### The input ###

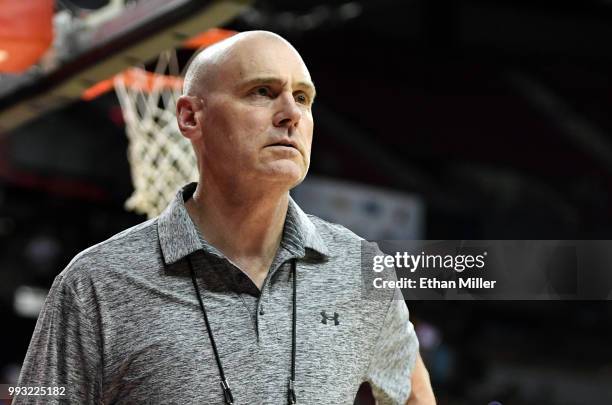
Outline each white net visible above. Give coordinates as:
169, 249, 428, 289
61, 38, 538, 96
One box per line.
114, 50, 198, 218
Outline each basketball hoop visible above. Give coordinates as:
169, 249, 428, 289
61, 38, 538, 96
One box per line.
111, 30, 234, 218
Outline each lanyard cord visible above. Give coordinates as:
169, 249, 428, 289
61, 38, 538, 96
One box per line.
187, 256, 297, 405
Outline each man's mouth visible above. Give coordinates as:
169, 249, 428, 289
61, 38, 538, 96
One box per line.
268, 140, 298, 149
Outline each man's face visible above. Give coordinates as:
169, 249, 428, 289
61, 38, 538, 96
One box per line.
200, 38, 314, 189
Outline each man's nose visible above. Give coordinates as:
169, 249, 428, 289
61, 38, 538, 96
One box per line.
274, 93, 302, 128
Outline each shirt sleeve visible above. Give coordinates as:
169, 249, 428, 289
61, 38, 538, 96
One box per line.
13, 274, 102, 404
366, 290, 419, 405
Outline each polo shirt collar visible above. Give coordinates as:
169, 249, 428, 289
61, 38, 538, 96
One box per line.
157, 183, 329, 265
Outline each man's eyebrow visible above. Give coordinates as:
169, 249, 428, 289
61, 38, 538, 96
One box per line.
238, 77, 317, 98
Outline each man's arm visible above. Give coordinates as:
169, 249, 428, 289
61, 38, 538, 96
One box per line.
13, 274, 101, 405
406, 354, 436, 405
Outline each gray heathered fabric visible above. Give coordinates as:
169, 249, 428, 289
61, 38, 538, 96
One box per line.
13, 184, 418, 405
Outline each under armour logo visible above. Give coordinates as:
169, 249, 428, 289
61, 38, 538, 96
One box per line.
321, 311, 340, 326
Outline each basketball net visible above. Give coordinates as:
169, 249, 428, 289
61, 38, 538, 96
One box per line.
113, 30, 234, 218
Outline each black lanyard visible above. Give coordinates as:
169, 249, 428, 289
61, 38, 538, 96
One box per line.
187, 256, 297, 405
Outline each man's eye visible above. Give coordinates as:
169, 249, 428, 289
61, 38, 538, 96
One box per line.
295, 93, 308, 104
254, 87, 272, 97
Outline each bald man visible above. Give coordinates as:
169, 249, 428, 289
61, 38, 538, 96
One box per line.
15, 31, 435, 405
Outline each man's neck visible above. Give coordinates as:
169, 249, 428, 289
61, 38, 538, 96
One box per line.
185, 183, 289, 288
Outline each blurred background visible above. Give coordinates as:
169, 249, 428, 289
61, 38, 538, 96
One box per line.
0, 0, 612, 405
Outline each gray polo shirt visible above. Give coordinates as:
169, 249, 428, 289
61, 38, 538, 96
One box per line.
14, 183, 418, 405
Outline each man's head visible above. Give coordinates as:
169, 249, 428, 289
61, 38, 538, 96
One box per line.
177, 31, 315, 190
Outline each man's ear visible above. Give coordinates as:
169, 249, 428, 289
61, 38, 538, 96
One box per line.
176, 96, 204, 140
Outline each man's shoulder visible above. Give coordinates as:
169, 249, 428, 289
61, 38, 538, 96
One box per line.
60, 218, 160, 283
306, 214, 364, 243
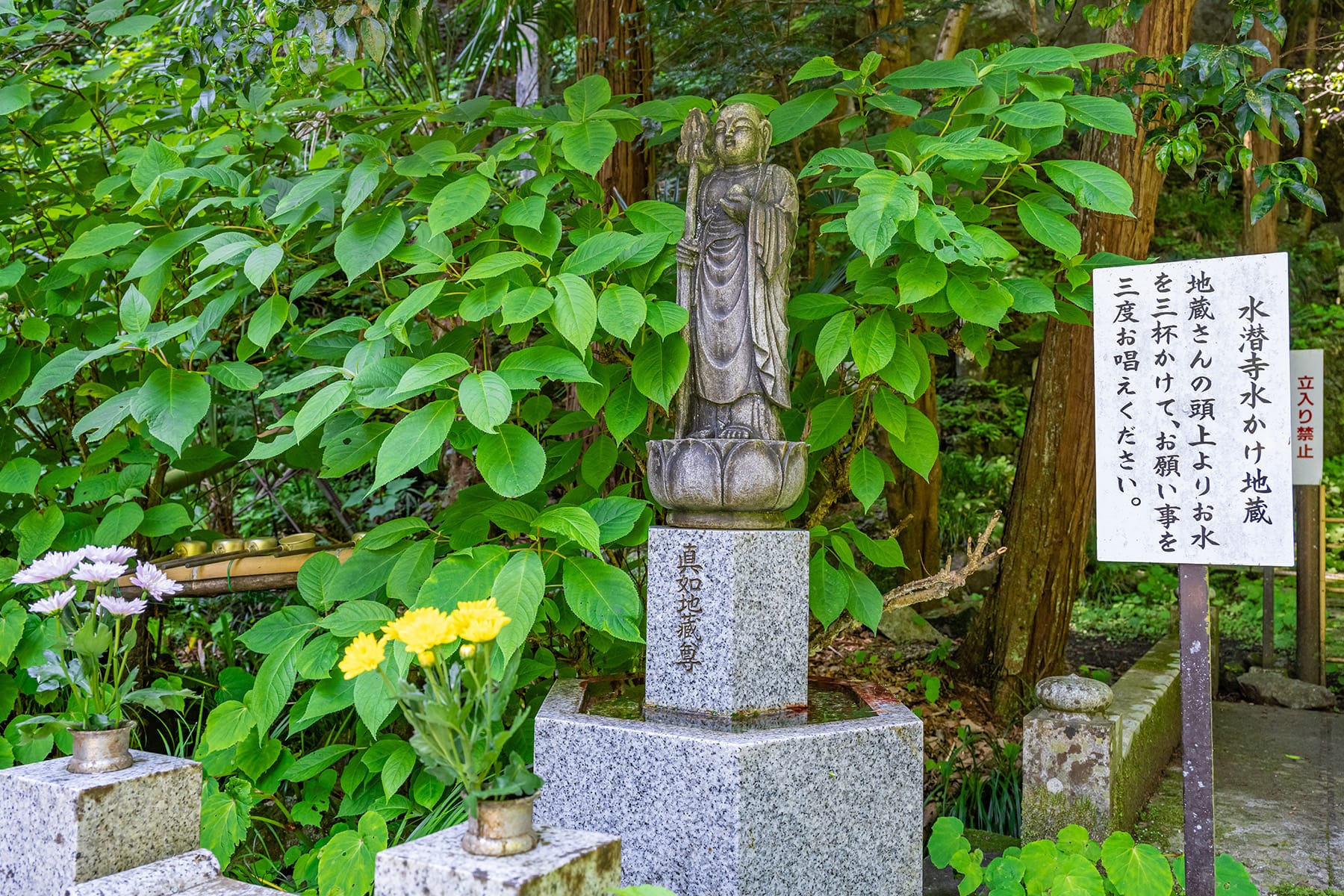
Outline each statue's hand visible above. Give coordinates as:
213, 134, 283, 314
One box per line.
676, 237, 700, 264
719, 184, 751, 223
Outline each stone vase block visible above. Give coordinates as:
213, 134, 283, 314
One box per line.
373, 827, 621, 896
64, 849, 276, 896
644, 526, 809, 715
535, 679, 924, 896
1021, 706, 1121, 844
0, 750, 202, 896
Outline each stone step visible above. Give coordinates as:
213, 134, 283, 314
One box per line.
64, 849, 276, 896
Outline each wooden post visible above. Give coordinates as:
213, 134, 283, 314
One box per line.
1260, 567, 1274, 669
1179, 563, 1213, 896
1293, 485, 1325, 685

###

> [Required task]:
Put the lines above into a JSON list of strings, one string per line and no blank lines, starting with the line that contains "Outline each shirt" and going on through the line that contains "14, 183, 418, 405", with both of those lines included.

> [Solution for this exercise]:
[
  "Outline each shirt sleeve visible above. Give coordinates as:",
  "169, 249, 428, 289",
  "61, 38, 538, 96",
  "One box per line.",
  "13, 274, 102, 404",
  "366, 290, 419, 405",
  "Outline each polo shirt collar visible above. Give coordinates as:",
  "169, 249, 428, 289",
  "61, 38, 538, 96",
  "One box per line.",
  "157, 183, 329, 265",
  "Outline each man's eyebrow visible above. Give coordinates as:",
  "169, 249, 428, 289",
  "61, 38, 538, 96",
  "One box per line.",
  "238, 77, 317, 98",
  "Outline each man's arm visible above. Give coordinates as:",
  "169, 249, 428, 289",
  "61, 38, 538, 96",
  "One box per line.",
  "13, 274, 101, 405",
  "406, 354, 436, 405",
  "Outline each gray heathered fabric visible above. Give coordinates as:",
  "169, 249, 428, 289",
  "61, 38, 538, 96",
  "One box per line.",
  "13, 184, 418, 405",
  "Outline each under armour logo visible above. Give coordinates as:",
  "169, 249, 428, 289",
  "61, 38, 538, 96",
  "One box per line.",
  "321, 311, 340, 326",
  "Outline each basketball net visible above. Give coordinates as:",
  "169, 249, 428, 289",
  "61, 38, 538, 96",
  "One box per line.",
  "113, 30, 234, 218",
  "Outline each black lanyard visible above. Give coordinates as:",
  "169, 249, 428, 289",
  "61, 38, 538, 96",
  "One box per line.",
  "187, 256, 297, 405",
  "Outline each man's eye visible above. Give coordinates as:",
  "169, 249, 428, 289",
  "61, 38, 538, 96",
  "One box per line.",
  "295, 93, 308, 104",
  "254, 87, 272, 97",
  "Outline each bald man visible above. Give coordinates as:",
  "169, 249, 428, 289",
  "61, 38, 538, 96",
  "One box per line.",
  "15, 31, 435, 405",
  "Outline each man's neck visible above. Give coordinates as:",
  "169, 249, 428, 289",
  "61, 38, 538, 96",
  "One box per line.",
  "185, 183, 289, 288",
  "Outline each blurred background visible above. Give coordinates as:",
  "169, 249, 428, 289",
  "61, 38, 538, 96",
  "One box per line.",
  "0, 0, 612, 405",
  "Outline each gray polo shirt visible above. Give coordinates as:",
  "169, 249, 428, 289",
  "61, 38, 538, 96",
  "One box per line.",
  "14, 183, 418, 405"
]